### Data for processing
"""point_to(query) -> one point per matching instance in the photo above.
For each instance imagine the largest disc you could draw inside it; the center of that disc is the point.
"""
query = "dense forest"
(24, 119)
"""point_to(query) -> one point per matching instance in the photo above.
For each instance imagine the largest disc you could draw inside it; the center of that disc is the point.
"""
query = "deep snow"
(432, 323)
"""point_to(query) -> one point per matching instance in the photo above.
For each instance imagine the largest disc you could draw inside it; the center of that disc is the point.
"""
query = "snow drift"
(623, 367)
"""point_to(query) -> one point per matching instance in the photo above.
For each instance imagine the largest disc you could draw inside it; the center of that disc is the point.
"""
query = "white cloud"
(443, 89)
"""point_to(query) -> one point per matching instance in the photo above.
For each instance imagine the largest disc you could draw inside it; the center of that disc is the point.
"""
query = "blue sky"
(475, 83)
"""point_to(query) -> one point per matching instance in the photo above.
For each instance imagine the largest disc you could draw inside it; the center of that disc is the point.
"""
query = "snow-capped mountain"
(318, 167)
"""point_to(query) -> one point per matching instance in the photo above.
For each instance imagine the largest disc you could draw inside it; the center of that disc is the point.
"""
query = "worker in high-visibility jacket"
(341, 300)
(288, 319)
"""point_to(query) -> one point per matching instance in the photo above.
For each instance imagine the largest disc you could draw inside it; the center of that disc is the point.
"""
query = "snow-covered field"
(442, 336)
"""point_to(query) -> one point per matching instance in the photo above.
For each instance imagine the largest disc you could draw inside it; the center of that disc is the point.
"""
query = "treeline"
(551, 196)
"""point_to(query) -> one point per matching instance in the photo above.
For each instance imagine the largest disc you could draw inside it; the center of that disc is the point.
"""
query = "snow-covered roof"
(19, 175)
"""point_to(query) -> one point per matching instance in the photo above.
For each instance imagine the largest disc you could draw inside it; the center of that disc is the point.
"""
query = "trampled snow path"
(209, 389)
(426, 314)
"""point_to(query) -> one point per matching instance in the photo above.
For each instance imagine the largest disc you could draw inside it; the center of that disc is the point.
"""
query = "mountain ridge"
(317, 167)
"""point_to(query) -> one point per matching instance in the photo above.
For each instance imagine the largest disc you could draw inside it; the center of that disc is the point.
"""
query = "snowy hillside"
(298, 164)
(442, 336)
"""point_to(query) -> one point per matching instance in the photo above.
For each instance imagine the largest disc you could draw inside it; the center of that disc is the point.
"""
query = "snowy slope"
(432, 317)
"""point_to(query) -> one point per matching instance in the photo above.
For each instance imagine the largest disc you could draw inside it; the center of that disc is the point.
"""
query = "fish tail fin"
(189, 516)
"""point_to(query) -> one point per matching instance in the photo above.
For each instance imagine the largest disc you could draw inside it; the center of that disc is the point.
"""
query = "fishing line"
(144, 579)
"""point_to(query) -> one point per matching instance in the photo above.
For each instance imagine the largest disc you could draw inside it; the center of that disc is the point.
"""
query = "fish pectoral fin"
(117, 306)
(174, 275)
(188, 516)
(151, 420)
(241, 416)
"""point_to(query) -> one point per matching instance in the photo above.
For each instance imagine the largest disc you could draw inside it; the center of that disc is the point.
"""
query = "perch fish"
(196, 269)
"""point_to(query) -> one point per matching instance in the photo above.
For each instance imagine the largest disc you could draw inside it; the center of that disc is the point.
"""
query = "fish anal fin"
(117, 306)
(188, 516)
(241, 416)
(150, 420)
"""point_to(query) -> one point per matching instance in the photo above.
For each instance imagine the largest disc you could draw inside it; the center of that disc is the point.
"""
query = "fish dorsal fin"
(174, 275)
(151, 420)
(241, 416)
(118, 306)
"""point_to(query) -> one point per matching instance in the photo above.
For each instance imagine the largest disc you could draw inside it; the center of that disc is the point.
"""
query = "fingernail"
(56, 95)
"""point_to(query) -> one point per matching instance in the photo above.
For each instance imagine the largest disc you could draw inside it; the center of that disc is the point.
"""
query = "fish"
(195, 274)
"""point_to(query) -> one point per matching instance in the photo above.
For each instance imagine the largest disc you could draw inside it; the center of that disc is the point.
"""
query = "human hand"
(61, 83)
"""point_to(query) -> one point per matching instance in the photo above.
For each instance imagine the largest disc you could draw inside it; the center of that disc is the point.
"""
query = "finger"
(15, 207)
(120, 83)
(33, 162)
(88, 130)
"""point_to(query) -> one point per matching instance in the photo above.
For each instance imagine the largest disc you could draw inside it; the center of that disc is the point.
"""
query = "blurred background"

### The request
Pull out each line of the rows above that contains the string "covered", and copy every such line in full.

### Response to the task
query = "snow-covered field"
query = "snow-covered roof"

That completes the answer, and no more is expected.